▶ Task prompt: The records that follow must be reproduced in full, exactly as written.

▶ Dataset entries:
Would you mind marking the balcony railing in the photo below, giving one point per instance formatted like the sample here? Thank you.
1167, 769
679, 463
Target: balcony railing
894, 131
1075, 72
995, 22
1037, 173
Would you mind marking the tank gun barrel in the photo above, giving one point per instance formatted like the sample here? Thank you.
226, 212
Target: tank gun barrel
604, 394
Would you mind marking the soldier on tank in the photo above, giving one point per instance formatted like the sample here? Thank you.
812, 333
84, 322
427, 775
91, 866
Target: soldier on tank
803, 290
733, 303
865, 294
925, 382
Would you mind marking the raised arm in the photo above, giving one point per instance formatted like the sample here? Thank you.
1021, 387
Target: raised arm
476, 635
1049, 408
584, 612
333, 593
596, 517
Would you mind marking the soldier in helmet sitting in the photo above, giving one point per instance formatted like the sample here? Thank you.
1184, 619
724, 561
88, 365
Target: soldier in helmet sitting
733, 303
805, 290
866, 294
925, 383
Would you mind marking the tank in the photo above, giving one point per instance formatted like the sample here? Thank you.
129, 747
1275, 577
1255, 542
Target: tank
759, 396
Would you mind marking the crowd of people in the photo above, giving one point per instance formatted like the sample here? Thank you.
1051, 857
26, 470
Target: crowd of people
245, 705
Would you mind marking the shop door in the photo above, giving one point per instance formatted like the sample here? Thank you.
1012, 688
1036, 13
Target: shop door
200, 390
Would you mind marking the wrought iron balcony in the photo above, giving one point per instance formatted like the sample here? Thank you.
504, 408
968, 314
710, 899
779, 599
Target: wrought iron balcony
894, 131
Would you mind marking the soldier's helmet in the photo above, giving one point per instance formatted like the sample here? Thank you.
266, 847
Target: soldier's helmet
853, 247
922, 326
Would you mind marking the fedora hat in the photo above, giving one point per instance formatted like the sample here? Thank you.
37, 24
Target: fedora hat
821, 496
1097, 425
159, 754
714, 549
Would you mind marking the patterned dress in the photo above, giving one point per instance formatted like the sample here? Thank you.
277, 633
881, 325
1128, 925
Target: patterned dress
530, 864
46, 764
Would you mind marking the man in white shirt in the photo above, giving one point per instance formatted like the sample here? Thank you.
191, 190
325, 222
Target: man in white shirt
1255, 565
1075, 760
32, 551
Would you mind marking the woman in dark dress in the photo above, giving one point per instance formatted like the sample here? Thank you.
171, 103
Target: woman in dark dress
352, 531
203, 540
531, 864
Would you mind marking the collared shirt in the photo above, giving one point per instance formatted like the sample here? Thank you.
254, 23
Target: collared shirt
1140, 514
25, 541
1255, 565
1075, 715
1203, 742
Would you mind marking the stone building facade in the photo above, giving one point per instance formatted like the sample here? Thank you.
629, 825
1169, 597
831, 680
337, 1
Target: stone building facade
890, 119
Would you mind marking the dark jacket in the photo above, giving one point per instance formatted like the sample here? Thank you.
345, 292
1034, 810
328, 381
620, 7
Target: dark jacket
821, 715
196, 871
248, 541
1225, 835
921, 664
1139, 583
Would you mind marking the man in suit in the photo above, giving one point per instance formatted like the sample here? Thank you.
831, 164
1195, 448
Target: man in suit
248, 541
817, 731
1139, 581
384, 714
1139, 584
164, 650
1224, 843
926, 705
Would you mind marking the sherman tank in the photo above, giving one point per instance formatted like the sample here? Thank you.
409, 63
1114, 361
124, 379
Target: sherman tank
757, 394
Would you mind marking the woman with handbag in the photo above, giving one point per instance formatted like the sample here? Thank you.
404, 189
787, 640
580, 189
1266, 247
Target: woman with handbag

▶ Reply to the task:
Would you mind marking the balcony railing in the photo below, giving one point per instance formatted like the sample here? Thank you.
1167, 769
679, 463
Target: balcony railing
894, 131
1075, 72
995, 22
1037, 173
Would you mind marking the tank gun barrel in the photo above, giving one point per instance formatted like the sample here? Thank you.
226, 212
Target: tank gun barrel
604, 394
Would you mind marking the soldier on tank in the photo above, giving one point per instance formatted like the sample here? Thank you.
812, 333
84, 322
427, 775
91, 866
Target: soldier on tank
803, 290
733, 303
865, 294
925, 382
Would you mind marking the raised arm in the photo above, giving one point per instance formatted like the sample here? Thank you.
1021, 387
Target: raised arm
476, 635
1049, 408
584, 612
333, 593
596, 517
Would you mind marking the soldier in helmet sitting in the photo above, giving one point per instance formatted like the sample here? Thank you.
1184, 619
724, 561
88, 365
Target: soldier in helmet sitting
733, 303
805, 290
866, 294
925, 383
Would you mind marking the tank in the photo above, giving one point per instance formatted like the sample here? Thank you.
129, 747
1275, 577
1255, 542
Target: tank
759, 396
Would you mind marking the crowd of people in the photo above, giving one point per instance formatted like the sample here? Thank you.
1051, 857
26, 470
Target: crowd of people
245, 705
Would you mind marking the shop door in the photo above, giving one point per instance formatted like the sample here? Thank you.
1012, 688
1036, 13
Target: shop door
200, 390
Would you mind marking the wrought iron balcony in the photo above, giving one point per instance formatted like the sample here? Thank you.
504, 408
968, 314
710, 899
779, 599
Target: wrought iron balcony
894, 131
Would you mind marking the soldier's helmet in the photo above, giving one point per instance formatted like the sample here? Thank you.
266, 847
Target: soldier's helmet
853, 247
922, 326
Would you mind marking the fedora hat in the photo above, giving one point per instance formatted like the sample here? Thank you.
37, 24
Target: fedora hat
821, 496
1097, 425
159, 754
714, 549
Would you mind marking the patterned dress in the photo above, giving one point per instance formatted like the sample here? Thank you.
277, 633
881, 325
1128, 925
Target: patterned dress
530, 864
46, 764
Would you mind marking the man in white shirt in the photo above, giving one point per instance formatted like the sample here? Thank you.
191, 190
325, 222
Target: man in white shirt
1255, 565
1075, 760
32, 551
Would you mind marking the woman in dark dress in the photo above, giving one point per instance formatted like the sample here? Thank you.
171, 103
Target: woman in dark dress
352, 531
203, 540
531, 864
Would you mind marking the collared shirt in the photo above, giving one point per instance formatted like the sample here? Thank you.
254, 23
Target: collared shirt
1140, 514
25, 541
1255, 565
1075, 715
1203, 742
Would you mind marking the stone building facade in the photo above, giving one point per instance formatted like the sample here? Thank you.
629, 825
1169, 597
831, 680
337, 1
Target: stone building facade
890, 119
Would you mind marking the dark jacket in the photo above, giving one point per instance formatted like the sample here? Thank you.
345, 292
1034, 810
328, 381
620, 7
Target: dark jacket
821, 715
196, 871
248, 541
1225, 835
921, 664
1139, 583
Would you mind marking the man in suit in the photo above, giving one point per instance formatted like the sample here? Thank you.
831, 164
1195, 448
Target: man in suit
248, 541
817, 731
1139, 581
384, 714
1139, 584
164, 650
1224, 843
926, 705
Would you mind marking the sherman tank in the photo above, giving one point per instance formatted like the sample here? Thank you.
409, 63
1114, 361
124, 379
Target: sherman tank
757, 394
Would you mind marking the woman with handbag in the photo above, giving one point per instance formatted like the sample here? Thank you.
404, 189
787, 640
580, 189
1266, 247
Target: woman with handbag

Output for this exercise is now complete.